◆ Action item
Look through the lines below and copy each one that includes "foreleg".

◆ Data for processing
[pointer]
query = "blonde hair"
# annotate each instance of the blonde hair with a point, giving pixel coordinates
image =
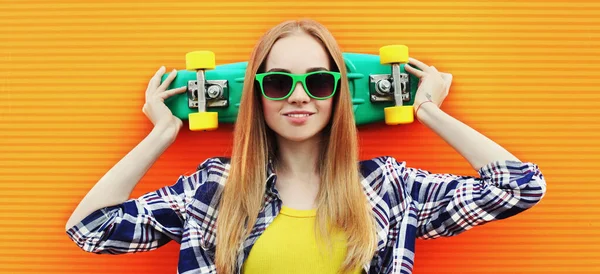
(341, 202)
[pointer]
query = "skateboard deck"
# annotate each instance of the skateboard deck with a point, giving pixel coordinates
(370, 86)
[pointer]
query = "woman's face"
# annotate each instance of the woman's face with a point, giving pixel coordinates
(298, 53)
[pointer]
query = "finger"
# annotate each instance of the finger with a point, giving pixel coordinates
(168, 81)
(168, 93)
(414, 71)
(422, 66)
(155, 80)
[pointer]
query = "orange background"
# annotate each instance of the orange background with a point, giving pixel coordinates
(73, 75)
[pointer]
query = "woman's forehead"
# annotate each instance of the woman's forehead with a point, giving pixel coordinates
(297, 53)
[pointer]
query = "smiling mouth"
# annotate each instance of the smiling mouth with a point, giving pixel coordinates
(297, 115)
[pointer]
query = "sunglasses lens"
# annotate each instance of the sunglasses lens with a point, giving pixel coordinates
(277, 85)
(320, 84)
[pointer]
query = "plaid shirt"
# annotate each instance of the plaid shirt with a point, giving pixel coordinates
(407, 203)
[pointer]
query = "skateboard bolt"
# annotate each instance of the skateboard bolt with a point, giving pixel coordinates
(214, 91)
(384, 86)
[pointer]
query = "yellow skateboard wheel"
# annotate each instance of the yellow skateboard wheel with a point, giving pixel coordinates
(196, 60)
(393, 54)
(399, 115)
(203, 121)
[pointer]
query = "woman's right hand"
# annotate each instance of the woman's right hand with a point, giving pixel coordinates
(155, 109)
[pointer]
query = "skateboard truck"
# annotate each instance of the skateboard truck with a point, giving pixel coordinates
(199, 61)
(216, 91)
(398, 114)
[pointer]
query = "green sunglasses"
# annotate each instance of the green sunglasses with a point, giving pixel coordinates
(319, 85)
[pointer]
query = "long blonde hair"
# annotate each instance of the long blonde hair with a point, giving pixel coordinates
(341, 201)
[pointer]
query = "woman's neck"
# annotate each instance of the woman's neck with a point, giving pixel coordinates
(298, 159)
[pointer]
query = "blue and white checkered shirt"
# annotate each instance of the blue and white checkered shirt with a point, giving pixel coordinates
(407, 203)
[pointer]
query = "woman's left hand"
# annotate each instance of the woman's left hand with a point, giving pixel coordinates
(433, 85)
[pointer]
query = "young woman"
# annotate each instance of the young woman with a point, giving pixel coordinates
(294, 198)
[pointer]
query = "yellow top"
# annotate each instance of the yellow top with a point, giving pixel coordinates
(289, 245)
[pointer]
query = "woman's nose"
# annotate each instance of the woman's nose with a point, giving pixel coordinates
(299, 95)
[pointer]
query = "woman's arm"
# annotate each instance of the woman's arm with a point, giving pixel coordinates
(472, 145)
(117, 184)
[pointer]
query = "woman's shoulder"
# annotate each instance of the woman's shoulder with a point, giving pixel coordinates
(375, 172)
(210, 176)
(380, 164)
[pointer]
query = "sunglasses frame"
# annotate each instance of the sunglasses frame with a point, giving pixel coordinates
(298, 78)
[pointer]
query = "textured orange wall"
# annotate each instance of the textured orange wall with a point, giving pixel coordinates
(73, 73)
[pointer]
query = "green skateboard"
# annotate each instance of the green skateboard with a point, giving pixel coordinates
(380, 88)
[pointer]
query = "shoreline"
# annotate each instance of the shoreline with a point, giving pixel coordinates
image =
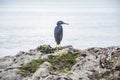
(83, 64)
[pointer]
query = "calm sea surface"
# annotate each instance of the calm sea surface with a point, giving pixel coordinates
(90, 25)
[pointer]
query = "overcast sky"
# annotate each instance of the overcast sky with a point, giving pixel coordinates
(15, 11)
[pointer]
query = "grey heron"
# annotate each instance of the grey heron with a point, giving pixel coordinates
(58, 32)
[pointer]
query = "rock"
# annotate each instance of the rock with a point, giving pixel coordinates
(91, 64)
(42, 71)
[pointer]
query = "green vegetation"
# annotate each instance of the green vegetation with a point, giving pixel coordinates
(59, 63)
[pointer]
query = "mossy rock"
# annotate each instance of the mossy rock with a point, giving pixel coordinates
(60, 64)
(46, 49)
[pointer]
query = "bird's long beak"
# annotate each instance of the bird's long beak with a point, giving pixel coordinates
(66, 23)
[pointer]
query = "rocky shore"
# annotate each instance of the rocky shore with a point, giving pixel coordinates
(64, 63)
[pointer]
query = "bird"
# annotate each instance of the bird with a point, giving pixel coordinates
(58, 32)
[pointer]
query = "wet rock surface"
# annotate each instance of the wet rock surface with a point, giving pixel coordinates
(64, 63)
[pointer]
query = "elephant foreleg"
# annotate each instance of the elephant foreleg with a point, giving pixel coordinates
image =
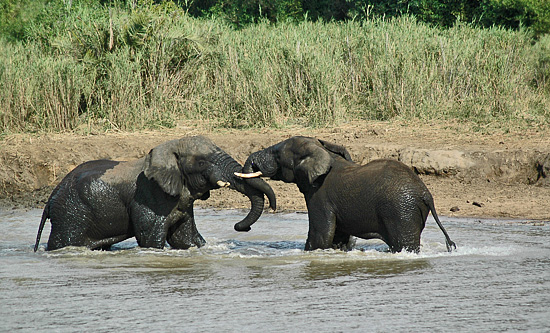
(184, 234)
(342, 240)
(322, 226)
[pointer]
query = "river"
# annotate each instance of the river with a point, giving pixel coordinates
(498, 279)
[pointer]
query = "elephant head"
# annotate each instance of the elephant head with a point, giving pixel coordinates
(195, 165)
(300, 160)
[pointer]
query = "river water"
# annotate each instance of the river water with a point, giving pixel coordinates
(497, 280)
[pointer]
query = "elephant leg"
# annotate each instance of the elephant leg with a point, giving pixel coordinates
(184, 234)
(151, 233)
(342, 240)
(403, 232)
(322, 226)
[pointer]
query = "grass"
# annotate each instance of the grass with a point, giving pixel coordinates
(131, 69)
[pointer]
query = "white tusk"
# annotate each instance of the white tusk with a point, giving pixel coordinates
(221, 183)
(249, 175)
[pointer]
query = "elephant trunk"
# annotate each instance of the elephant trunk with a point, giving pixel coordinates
(254, 191)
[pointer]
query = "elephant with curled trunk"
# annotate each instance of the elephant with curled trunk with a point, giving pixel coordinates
(383, 199)
(104, 202)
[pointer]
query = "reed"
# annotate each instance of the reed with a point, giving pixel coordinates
(130, 69)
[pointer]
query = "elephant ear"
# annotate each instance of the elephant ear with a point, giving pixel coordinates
(337, 149)
(161, 164)
(315, 163)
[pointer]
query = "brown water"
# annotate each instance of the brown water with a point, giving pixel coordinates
(497, 280)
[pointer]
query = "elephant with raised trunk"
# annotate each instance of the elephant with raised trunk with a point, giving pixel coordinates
(104, 202)
(383, 199)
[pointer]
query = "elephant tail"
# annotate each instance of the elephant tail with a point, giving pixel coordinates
(45, 216)
(430, 203)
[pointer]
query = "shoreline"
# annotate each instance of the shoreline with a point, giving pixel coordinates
(493, 175)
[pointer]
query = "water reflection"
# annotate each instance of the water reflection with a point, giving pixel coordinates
(497, 280)
(329, 269)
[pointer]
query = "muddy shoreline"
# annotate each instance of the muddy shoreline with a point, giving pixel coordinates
(470, 173)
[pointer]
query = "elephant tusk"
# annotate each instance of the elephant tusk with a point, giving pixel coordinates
(249, 175)
(221, 183)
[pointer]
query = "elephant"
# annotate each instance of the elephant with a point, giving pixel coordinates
(383, 199)
(103, 202)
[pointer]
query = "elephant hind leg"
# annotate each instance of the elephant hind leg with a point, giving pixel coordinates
(404, 237)
(342, 240)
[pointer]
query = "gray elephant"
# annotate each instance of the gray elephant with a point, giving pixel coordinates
(104, 202)
(383, 199)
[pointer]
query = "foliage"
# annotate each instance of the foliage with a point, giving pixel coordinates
(142, 64)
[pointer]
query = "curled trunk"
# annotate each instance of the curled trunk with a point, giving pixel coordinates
(254, 191)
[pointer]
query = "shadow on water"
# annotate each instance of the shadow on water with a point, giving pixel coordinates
(379, 268)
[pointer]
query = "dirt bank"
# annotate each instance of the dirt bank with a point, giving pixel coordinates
(469, 173)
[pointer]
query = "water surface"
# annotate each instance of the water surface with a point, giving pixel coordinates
(497, 280)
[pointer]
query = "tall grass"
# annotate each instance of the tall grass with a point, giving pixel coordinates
(144, 67)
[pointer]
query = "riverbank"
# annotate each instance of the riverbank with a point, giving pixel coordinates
(471, 171)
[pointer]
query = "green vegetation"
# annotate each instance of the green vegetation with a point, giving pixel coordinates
(80, 64)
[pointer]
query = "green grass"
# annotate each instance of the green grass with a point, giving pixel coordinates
(152, 67)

◆ Answer for this exercise
query = "elephant foreleg"
# annotate each instance of the elephant foreleg with a point, giving pixel coordinates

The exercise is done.